## START Supplied text

# California general electrician test



## unionelec (Jan 12, 2014)

Does an IBEW Journeyman card allow you to sit for the test?


----------



## HARRY304E (Sep 15, 2010)

unionelec said:


> Does an IBEW Journeyman card allow you to sit for the test?



You should call them and ask.....
https://www.dir.ca.gov/dlse/ecu/ElectricalTrade.html



.


----------



## Bkessler (Feb 14, 2007)

As long as you worked 8000 hours and sign the affidavit.


----------



## Phatstax (Feb 16, 2014)

Does anyone have any good study material for the Cali test? I know at one point several locals where dispersing DVDs and practice tests.


----------



## Chrisibew440 (Sep 13, 2013)

I've never heard of any affidavit or such thing. I'm pretty sure all electricians in the state need to have a state license including helpers unless your in an apprenticeship. Just take the test. Or call a local hall and ask.


----------



## Going_Commando (Oct 1, 2011)

Phatstax said:


> Does anyone have any good study material for the Cali test? I know at one point several locals where dispersing DVDs and practice tests.


It's called the 2008 NEC. The general electrician test is straight code questions with no math involved. If you can use the index of the code book you'll be all set.


----------



## Phatstax (Feb 16, 2014)

Thanks for the info. I thought some Cali hands had told me they adopted 2011 recently, but I have not been in touch with the state yet, still waiting to see something besides solar work breaking on the west coast. Hoping a couple of big jobs let soon to start clearing the books out a little.

## END Supplied text
## START Records supplied

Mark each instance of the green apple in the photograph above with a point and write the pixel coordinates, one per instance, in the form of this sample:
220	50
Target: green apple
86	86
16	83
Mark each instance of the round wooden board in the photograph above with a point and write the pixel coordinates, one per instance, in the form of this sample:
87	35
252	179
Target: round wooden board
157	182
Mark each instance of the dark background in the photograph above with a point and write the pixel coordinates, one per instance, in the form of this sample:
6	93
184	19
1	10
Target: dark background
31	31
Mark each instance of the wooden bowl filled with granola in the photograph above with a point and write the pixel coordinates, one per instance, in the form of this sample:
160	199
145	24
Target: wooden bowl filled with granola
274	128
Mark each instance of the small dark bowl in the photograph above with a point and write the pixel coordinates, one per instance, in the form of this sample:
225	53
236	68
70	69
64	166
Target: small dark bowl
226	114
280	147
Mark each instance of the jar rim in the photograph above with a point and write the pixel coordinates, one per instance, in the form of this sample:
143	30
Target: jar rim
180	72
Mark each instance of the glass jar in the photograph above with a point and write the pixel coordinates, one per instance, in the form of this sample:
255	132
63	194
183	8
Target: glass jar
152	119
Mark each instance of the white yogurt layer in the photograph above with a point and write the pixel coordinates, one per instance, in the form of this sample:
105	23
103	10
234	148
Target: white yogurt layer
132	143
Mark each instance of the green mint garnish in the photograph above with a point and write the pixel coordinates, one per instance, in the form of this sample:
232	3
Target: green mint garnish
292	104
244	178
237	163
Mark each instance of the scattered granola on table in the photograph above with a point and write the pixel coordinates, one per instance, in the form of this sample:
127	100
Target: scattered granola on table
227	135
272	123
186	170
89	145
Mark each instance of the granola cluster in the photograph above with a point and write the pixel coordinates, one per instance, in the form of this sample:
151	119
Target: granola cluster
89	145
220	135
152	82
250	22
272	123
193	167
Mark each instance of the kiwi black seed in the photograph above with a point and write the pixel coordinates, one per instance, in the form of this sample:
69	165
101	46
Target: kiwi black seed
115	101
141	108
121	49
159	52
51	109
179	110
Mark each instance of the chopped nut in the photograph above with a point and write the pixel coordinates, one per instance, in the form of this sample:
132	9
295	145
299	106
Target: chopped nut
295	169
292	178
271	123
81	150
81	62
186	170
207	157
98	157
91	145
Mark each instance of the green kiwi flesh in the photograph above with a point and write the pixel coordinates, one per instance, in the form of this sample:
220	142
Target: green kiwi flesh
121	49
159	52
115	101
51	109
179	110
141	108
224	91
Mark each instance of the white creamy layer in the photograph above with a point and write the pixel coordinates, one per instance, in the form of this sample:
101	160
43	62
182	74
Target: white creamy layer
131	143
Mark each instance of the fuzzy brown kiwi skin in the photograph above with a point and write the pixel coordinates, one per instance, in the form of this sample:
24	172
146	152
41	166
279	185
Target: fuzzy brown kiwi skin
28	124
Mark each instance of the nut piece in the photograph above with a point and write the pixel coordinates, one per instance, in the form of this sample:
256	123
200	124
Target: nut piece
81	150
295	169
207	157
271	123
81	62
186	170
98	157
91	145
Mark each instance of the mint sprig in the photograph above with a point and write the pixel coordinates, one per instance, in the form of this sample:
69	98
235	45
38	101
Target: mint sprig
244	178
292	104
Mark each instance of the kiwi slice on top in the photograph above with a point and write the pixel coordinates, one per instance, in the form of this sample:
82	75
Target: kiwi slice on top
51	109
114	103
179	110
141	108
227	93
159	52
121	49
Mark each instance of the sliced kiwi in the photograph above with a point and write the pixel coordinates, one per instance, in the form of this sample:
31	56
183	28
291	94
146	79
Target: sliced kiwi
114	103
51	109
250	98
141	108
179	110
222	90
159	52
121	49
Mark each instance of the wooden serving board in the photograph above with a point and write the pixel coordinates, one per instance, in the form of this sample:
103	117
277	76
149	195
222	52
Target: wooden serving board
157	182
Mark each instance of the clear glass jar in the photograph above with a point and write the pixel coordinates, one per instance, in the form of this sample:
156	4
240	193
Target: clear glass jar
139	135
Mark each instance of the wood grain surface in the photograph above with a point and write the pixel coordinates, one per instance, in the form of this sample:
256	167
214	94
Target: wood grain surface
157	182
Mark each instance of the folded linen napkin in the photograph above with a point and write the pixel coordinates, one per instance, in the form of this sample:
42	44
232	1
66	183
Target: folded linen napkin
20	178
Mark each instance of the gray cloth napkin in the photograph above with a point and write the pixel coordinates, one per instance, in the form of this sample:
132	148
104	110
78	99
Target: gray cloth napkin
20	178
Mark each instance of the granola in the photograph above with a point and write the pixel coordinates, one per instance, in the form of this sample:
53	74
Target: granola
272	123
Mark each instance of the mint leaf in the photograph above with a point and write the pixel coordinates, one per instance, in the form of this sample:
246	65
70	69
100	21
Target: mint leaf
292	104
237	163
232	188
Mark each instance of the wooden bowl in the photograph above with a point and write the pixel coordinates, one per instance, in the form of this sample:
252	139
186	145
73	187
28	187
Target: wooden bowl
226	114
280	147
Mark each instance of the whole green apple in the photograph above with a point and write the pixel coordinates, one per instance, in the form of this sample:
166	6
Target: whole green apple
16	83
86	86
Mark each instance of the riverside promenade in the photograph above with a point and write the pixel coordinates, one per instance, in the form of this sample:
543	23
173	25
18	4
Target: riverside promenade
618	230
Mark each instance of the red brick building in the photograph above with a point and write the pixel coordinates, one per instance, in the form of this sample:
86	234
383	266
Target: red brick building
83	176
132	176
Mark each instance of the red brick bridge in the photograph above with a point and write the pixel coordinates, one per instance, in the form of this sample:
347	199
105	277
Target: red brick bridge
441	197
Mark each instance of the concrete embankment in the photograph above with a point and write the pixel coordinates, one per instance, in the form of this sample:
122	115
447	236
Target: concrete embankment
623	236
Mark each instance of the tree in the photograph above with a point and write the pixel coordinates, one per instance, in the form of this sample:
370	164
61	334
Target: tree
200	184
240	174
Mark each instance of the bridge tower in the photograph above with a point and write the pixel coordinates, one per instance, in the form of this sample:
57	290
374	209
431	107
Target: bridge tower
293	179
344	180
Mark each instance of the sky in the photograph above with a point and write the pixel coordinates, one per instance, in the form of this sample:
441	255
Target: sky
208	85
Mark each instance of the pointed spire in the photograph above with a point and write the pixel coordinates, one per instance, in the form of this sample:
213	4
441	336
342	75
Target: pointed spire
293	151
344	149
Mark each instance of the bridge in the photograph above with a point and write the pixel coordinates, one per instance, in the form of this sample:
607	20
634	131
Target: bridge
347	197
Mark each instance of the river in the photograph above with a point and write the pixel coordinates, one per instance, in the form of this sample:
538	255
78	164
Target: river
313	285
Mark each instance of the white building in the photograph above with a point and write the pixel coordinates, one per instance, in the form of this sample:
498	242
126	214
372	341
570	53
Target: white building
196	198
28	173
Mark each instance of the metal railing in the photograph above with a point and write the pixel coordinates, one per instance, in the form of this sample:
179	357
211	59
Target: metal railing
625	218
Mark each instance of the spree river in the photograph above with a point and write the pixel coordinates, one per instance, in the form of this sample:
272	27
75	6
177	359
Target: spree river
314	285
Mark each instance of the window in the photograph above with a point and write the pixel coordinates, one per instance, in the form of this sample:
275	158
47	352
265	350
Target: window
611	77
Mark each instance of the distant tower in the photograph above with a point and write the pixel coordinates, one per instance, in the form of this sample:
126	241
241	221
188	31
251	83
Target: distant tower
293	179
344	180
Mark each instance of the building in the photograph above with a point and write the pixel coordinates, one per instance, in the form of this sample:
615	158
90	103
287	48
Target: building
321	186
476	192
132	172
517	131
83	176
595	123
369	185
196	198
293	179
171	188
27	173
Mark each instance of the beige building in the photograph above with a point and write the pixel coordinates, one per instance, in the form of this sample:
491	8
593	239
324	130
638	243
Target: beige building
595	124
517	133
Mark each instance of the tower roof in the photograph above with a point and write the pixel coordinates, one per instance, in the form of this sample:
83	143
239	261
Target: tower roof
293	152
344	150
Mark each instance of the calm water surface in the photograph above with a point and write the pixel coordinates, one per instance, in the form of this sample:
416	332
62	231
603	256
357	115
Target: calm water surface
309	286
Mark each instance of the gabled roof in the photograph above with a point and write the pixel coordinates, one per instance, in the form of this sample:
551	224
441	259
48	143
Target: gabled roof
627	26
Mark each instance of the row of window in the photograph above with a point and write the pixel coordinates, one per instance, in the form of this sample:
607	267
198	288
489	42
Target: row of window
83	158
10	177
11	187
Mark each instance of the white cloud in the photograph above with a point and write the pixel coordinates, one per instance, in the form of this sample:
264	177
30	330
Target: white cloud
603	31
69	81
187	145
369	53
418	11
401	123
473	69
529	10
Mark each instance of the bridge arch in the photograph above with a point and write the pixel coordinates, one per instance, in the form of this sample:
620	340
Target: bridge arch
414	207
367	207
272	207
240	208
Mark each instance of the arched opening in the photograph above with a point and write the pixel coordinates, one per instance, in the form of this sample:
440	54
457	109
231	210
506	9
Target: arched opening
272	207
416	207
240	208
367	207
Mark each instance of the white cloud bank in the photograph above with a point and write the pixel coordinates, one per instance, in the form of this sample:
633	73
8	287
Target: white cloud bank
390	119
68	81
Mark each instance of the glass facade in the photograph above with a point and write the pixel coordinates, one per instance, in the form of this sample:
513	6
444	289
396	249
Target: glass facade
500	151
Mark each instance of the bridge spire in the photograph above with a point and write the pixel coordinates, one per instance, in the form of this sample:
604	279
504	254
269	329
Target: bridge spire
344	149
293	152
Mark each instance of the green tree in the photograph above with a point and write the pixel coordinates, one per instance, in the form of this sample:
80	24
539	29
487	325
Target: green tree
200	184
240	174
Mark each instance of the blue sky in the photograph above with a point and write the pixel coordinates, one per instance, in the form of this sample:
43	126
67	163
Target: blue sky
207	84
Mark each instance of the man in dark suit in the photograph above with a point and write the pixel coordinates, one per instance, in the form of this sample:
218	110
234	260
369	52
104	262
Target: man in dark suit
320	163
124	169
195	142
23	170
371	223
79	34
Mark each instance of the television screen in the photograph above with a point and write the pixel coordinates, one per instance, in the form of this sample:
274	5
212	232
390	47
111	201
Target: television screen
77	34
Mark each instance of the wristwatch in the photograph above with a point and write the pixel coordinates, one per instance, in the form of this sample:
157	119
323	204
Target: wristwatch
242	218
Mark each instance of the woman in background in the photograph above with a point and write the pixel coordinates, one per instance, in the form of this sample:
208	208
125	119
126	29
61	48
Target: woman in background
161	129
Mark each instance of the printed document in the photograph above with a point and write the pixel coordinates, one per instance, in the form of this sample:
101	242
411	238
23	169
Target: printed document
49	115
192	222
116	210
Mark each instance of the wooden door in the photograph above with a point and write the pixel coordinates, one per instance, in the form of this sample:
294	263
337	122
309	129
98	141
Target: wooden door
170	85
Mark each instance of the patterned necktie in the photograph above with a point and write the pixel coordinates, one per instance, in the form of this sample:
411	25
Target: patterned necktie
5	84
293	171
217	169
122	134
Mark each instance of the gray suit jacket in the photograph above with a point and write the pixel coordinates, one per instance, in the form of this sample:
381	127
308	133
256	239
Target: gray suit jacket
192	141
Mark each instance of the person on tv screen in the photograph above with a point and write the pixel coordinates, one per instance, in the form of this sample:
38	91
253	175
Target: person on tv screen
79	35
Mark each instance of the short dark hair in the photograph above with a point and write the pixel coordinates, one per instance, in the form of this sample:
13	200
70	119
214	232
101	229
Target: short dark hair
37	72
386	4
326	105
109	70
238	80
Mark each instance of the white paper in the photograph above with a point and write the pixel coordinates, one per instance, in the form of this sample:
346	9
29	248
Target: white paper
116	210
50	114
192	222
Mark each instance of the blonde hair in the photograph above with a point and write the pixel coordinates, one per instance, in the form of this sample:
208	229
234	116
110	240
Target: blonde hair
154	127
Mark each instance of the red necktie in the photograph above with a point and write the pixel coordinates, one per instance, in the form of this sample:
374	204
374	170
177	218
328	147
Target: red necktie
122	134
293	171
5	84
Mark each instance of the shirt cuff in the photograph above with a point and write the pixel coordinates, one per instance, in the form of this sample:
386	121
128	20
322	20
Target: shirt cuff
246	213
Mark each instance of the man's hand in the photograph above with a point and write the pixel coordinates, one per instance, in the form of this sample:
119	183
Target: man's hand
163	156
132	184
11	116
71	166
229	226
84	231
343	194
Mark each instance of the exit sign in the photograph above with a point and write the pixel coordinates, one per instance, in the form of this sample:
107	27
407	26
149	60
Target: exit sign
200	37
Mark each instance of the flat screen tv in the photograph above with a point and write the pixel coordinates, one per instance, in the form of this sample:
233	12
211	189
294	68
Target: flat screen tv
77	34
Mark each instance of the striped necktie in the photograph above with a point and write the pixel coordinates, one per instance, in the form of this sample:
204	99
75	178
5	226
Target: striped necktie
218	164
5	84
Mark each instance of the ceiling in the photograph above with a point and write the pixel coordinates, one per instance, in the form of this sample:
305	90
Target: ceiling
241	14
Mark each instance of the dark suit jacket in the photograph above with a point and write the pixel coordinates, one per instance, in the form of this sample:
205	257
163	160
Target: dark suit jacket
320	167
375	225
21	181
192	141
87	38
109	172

## END Records supplied

:: Actions to take ::
1 > Decide whether each statement below agrees with the electrician test thread. For each one, answer yes or no and quote the words from the thread that settle it.
(a) One reply says the general electrician test involves no math.
(b) One reply says helpers do not need a state license.
(c) One reply names 8000 hours of work as a condition for taking the test.
2 > Pick up the electrician test thread after its final sentence and continue it.

:: Responses in order ::
1 >
(a) Yes: "The general electrician test is straight code questions with no math involved."
(b) No: "I'm pretty sure all electricians in the state need to have a state license including helpers unless your in an apprenticeship."
(c) Yes: "As long as you worked 8000 hours and sign the affidavit."

2 >
----------



## Chrisibew440 (Sep 13, 2013)

Phatstax said:


> Thanks for the info. I thought some Cali hands had told me they adopted 2011 recently, but I have not been in touch with the state yet, still waiting to see something besides solar work breaking on the west coast. Hoping a couple of big jobs let soon to start clearing the books out a little.


They have adopted the 11. That's the word at my training center.


----------



## pete87 (Oct 22, 2012)

unionelec said:


> Does an IBEW Journeyman card allow you to sit for the test?


I would imagine a IBEW Card , is proof of 8,000 Hrs . and schooling . I thought 
that is accepted everywhere for a Journeyman Card . If I remember there are
2 classes of electrician journeyman card . Best take the best one and find out
what year code book the test will be based on . 

All based on the Code Book . You will have one for the Test .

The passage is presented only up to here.